::: Data provided :::

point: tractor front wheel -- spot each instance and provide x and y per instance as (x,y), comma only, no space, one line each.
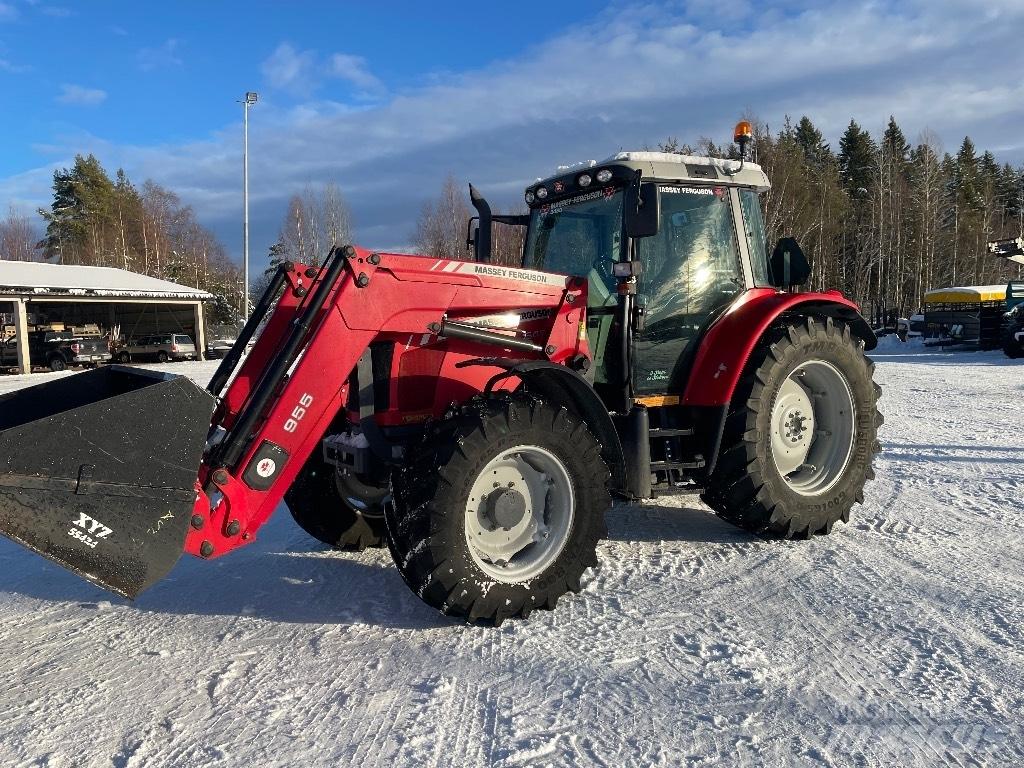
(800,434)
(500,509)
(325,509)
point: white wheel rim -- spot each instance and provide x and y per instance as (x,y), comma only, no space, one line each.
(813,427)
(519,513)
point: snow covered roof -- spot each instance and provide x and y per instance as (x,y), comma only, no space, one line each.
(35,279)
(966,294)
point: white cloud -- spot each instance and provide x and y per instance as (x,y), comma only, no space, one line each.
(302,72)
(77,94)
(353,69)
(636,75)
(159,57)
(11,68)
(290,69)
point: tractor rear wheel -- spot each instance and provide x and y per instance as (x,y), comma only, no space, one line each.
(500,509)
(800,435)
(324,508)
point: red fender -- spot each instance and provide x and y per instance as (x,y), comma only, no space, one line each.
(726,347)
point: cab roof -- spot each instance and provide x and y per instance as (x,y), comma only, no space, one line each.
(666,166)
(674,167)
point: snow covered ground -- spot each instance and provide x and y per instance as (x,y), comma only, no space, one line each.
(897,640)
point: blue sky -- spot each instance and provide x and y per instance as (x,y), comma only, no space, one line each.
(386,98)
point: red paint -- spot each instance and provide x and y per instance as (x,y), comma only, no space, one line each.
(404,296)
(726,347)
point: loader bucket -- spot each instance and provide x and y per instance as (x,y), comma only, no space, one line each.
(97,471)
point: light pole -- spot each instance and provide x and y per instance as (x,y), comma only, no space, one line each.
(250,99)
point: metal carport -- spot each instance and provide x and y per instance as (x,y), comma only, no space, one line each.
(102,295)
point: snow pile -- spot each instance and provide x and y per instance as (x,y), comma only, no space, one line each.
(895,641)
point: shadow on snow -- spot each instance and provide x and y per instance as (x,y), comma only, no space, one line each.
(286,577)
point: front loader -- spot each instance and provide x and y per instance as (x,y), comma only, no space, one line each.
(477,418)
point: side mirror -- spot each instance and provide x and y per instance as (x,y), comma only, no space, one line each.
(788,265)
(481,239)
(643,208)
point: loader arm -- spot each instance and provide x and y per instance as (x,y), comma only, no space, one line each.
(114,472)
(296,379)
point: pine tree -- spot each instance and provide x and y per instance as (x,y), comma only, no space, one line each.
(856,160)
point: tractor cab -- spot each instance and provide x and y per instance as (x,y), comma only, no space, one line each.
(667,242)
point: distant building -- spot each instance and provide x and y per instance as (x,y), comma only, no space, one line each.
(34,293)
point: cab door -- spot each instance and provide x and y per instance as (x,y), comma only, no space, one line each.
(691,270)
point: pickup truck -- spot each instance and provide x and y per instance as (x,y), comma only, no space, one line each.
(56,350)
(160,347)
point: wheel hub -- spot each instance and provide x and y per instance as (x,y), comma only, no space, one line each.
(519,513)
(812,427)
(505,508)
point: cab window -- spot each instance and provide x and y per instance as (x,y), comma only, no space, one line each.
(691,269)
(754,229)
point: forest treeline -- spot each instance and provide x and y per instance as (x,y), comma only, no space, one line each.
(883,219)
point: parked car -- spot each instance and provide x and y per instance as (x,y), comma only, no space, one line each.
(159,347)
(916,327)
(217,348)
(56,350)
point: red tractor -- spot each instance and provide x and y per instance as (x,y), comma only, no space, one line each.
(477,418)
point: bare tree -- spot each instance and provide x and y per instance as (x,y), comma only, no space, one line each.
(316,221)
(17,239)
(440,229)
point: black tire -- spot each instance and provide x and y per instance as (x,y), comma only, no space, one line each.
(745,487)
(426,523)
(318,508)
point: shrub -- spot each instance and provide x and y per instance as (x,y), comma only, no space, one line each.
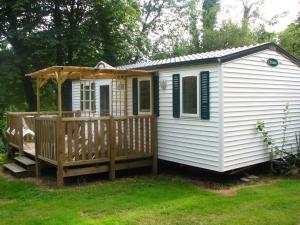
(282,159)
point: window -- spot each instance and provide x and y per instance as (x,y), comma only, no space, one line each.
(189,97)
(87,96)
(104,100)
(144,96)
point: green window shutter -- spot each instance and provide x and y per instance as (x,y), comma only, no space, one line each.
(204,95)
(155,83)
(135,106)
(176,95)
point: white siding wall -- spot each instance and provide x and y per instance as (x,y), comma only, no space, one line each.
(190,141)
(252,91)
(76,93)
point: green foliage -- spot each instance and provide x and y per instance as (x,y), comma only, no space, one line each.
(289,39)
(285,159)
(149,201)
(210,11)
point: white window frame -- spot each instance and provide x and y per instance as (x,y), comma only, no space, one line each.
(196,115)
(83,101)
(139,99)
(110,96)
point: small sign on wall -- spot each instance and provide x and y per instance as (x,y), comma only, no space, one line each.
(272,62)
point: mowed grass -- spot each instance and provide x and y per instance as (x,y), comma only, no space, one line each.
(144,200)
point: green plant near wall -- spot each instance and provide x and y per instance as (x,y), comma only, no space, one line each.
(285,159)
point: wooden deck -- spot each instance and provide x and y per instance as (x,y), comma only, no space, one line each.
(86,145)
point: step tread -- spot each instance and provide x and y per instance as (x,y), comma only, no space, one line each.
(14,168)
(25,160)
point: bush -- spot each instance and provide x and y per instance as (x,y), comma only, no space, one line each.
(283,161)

:::

### Work required
Above are the entries; write them out again exactly, omitting the pictures.

### Task response
point: tractor front wheel -- spot each instance and provide x and y per instance as (x,y), comma only, no space, one line each.
(800,434)
(500,509)
(325,509)
point: white wheel rim -- spot each instance and provide x and y per instance as (x,y), comma only, no space, one line each.
(813,427)
(519,513)
point: snow covered roof -- spot each instance and provide x and y per instance as (x,y), comma only, no space, one line each.
(35,279)
(966,294)
point: white cloud -- spot each instance and provide x and y per instance as (x,y), comma only, no space, one line each.
(302,72)
(77,94)
(353,69)
(636,75)
(159,57)
(11,68)
(290,69)
point: tractor rear wheel -- spot each instance and provide x and y per instance as (x,y), comma only, no space, one line each.
(500,509)
(800,435)
(324,508)
point: red fender -- spot each instance and provide x and y per instance as (x,y), comma only, no space, one line each.
(726,347)
point: cab roof -- spot each instance and provide x and y per instance as (x,y), comma only, no space, one line each.
(666,166)
(674,167)
point: snow covered ground -- spot each instance and provide x and y per instance as (x,y), comma only, no space, one line each.
(897,640)
point: blue sky -- spot each instance and provide x and y per instance as (x,y), comma only, no space, one line each.
(386,98)
point: red paint -- spot each instance and provide x and y per instance as (x,y), comma only, no space, one line each.
(404,296)
(726,347)
point: loader bucket -- spot each instance and provide x and y per instance as (x,y), comma only, no space, one line each.
(97,471)
point: light pole -- spot each instance and provide x and y per instance as (x,y), comma only, no space, one line each.
(250,99)
point: metal carport -- spot each instance and provide x and y per instance as (x,y), comma only, no space, one line each.
(102,295)
point: snow pile -- spot each instance and provide x and y per instance as (x,y), comma only, no space, one line each.
(895,641)
point: shadow on snow -- spot each instance and provide x and y per instance as (x,y), comma only, no space, one line each.
(286,577)
point: front loader -- spot each instance and provide x and y per instance as (x,y), comma only, no space, one line each.
(477,418)
point: side mirror -- spot each instance and provide x and y per instance as (x,y), comma only, no space, one line each.
(788,265)
(481,239)
(643,208)
point: loader arm -- spot each instance and provide x and y per instance as (x,y), comma only, no space, one line each.
(114,472)
(296,379)
point: pine tree -- spot each instance and provide x and y per instance as (x,y), comma only, no space, one line each.
(856,160)
point: tractor cab -- spot each instance and provide x and y per instance as (x,y), comma only, no space, one line each.
(667,242)
point: distant building -- spot each instance and provide x and y per instance as (x,y), comma only, no space, one line each.
(34,293)
point: cab door -- spot each instance and provide x and y per instance as (x,y), comma only, no space, one line each.
(691,270)
point: pickup truck -- spot each instance and provide x and y per instance as (x,y), comma only, no space, one line each.
(56,350)
(160,347)
point: wheel hub -- spot each instance and provide x and y per instance as (x,y), comma only, no space, one line each.
(519,513)
(812,427)
(505,508)
point: cab window -- spot each instance and provide x and y per instance as (x,y), comma only, no space, one line each.
(691,269)
(754,229)
point: forest treeline -- spot each instance and provide x and y per instance as (x,y), comma only, no space, one line each.
(883,219)
point: parked car -- spot each instance and provide x and y per instance as (x,y), comma only, no space, one line each.
(159,347)
(916,327)
(217,348)
(56,350)
point: red tractor -- spot each instance and provide x and y per instance as (x,y), comma only, no space, one line each.
(477,418)
point: bare tree -- spot each instance and provide x and y per instance as (x,y), comma only, no space, one line each.
(316,221)
(17,239)
(440,229)
point: black tire -- spot each instance and provide x and y per instance as (x,y), comma only, no space, one line each.
(745,487)
(426,523)
(318,508)
point: shrub -- spot each instance and provide x and y per instance as (x,y), comma only, no space, one line each.
(282,159)
point: window -- spot each instance and provide x and y per instance as (x,y), comma only, no space, one line each.
(189,97)
(87,96)
(104,100)
(144,96)
point: green window shutter -- spot each instance and provide x and y per instance as (x,y), comma only, no space, one line each.
(204,95)
(155,83)
(135,106)
(176,95)
point: white siding wall -- spot each instance and provide x and y per instance as (x,y), comma only, no space, one line each.
(190,141)
(252,91)
(76,93)
point: green foliage -- spot each instance and provide x and y per instance as (x,y), comma only, no space, one line each.
(289,39)
(285,159)
(149,201)
(210,11)
point: white window frame -- spot each instance and provide x and y per instance as (x,y), comma only, no space, one line each.
(196,115)
(83,101)
(139,99)
(110,96)
point: small sign on wall -- spot each instance and provide x and y per instance as (x,y), comma only, no space, one line each.
(272,62)
point: mowed grass -- spot each instance and provide x and y per instance as (x,y), comma only, no space, one line each.
(144,200)
point: green plant near wall -- spot each instance and provide x and y per instance as (x,y), comma only, no space, one line each.
(285,159)
point: wooden deck -- spot each instance and provide x and y per instance as (x,y), comma only, no space, one line each.
(86,145)
point: step tread -- spot each instance and provide x and y per instance as (x,y), comma only, no space, one line each.
(14,168)
(25,160)
point: bush -- spot each instance and provide x and y per instance as (x,y), comma only, no space, one line each.
(283,161)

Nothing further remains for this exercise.